### Extrait du texte

================================

Dans les pays occidentaux, il y a un premier moyen de réguler la population de façon raisonnablement indolore : ne pas mettre tout en œuvre pour faire survivre les personnes âgées malades, à l’image du système anglais qui ne pratique, par exemple, plus de greffe d’organes pour des personnes de plus de 65 ou 70 ans. On en revient à ce que disait Georgescu-Roegen : tous les moyens qu’on va dépenser pour faire vivre de vieilles personnes dans de très mauvaises conditions, c’est autant de moyens que vous ne mettez pas à disposition des jeunes pour trouver leur place dans un monde plus contraint. C’est un peu brutal, mais ça me paraît être un moindre mal par rapport aux autres modes de régulation que nous avons connus : la famine, la maladie, et le conflit en ce qu’il augmente la maladie et la famine.

Encore une fois : c’est mathématique ! Si vous acceptez le raisonnement de Janco, vous devez en accepter toutes les conséquences, aussi désagréables soient-elles. Ici, il nous propose de nous limiter à tremper un orteil dans les eaux glaciales du triage des populations. Malheureusement, il arrive parfois dans l’histoire que des professeurs bien intentionnés émettent des théories sans pousser leur logique jusqu’à bout, mais qu’après eux, d’autres personnes moins bien intentionnées réfléchissent plus sérieusement à ces théories et en mettent en application les conséquences politiques finales...

Avant que l’orteil soit suivi de tout le corps, réfléchissons donc un peu plus à l’état d’éco-anxiété dans lequel se trouve notre jeunesse, qui s’entend dire dès la maternelle que la génération précédente a détruit l’environnement et leur avenir. Comment réagiront certains de ces jeunes lorsqu’ils seront en âge de diriger la société ?

Sans doute serait-il préférable de quitter maintenant le domaine des mathématiques pour aller dans celui de la réalité physique. C’est d’ailleurs l’une des recommandations essentielles de l’économiste Lyndon LaRouche qui, dans son livre, There Are No Limits to Growth (Il n’y a pas de limites à la croissance), a réfuté les axiomes du rapport Meadows peu après sa publication, et mis en garde contre ses conséquences politiques.

A propos de densité

Avec des données mathématiquement correctes, il est tout à fait possible d’aboutir à des conclusions fallacieuses. Dans sa BD, Janco présente des courbes de l’évolution de la consommation d’énergie de l’humanité au fil des siècles.

Il constate, comme nous l’avons vu plus haut, que la consommation globale augmente de manière accélérée, ce qui est vrai, et que ceci résulte de l’utilisation de sources d’énergie de plus en plus denses, ce qui est incontestable. Il ajoute cependant qu’à quantité d’énergie produite égale, une source plus dense aura certes un impact environnemental plus faible, mais que malheureusement, la découverte de ressources plus denses ne s’accompagne pas de la diminution espérée de l’usage des ressources moins denses (et donc plus polluantes), comme on l’a vu plus haut, données à l’appui, avec le charbon dont l’utilisation n’a jamais cessé de croître. C’est l’argument favori de ceux qui promeuvent la décroissance, car, selon eux, le progrès ne résout pas les problèmes écologiques mais les aggrave.

================================

### Données fournies
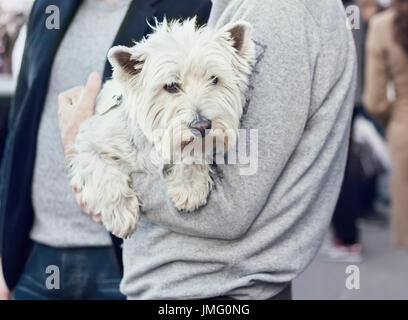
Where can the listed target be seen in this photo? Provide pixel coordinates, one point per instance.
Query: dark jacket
(16, 210)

================================

### Consignes
A) Indiquez si chacune des affirmations suivantes s'accorde avec l'extrait, en répondant par oui ou par non et en citant les mots décisifs.
(i) Le système anglais ne pratique plus de greffe d'organes pour des personnes de plus de 65 ou 70 ans.
(ii) La découverte de ressources plus denses s'accompagne d'une baisse de l'usage des ressources moins denses.
(iii) Lyndon LaRouche a réfuté les axiomes du rapport Meadows peu après sa publication.
B) En une à trois phrases, expliquez pourquoi, d'après l'extrait, l'argument sur les sources d'énergie plus denses est l'argument favori des partisans de la décroissance.
C) Recopiez à l'identique le passage de l'extrait qui commence par « Encore une fois : c’est » et se poursuit jusqu'à « conséquences politiques finales... ».

### Réponses
A)
(i) Oui : « qui ne pratique, par exemple, plus de greffe d’organes pour des personnes de plus de 65 ou 70 ans ».
(ii) Non : « la découverte de ressources plus denses ne s’accompagne pas de la diminution espérée de l’usage des ressources moins denses ».
(iii) Oui : « a réfuté les axiomes du rapport Meadows peu après sa publication ».

B) Selon cet argument, l'arrivée de sources plus denses ne fait pas baisser l'usage des sources moins denses, qui sont plus polluantes. Le charbon en est l'exemple, puisque son utilisation n'a jamais cessé de croître. Pour les partisans de la décroissance, cela montre que le progrès ne résout pas les problèmes écologiques mais les aggrave.

C)
Encore une fois : c’est mathématique ! Si vous acceptez le raisonnement de Janco, vous devez en accepter toutes les conséquences, aussi désagréables soient-elles. Ici, il nous propose de nous limiter à tremper un orteil dans les eaux glaciales du triage des populations. Malheureusement, il arrive parfois dans l’histoire que des professeurs bien intentionnés émettent des théories sans pousser leur logique jusqu’à bout, mais qu’après eux, d’autres personnes moins bien intentionnées réfléchissent plus sérieusement à ces théories et en mettent en application les conséquences politiques finales...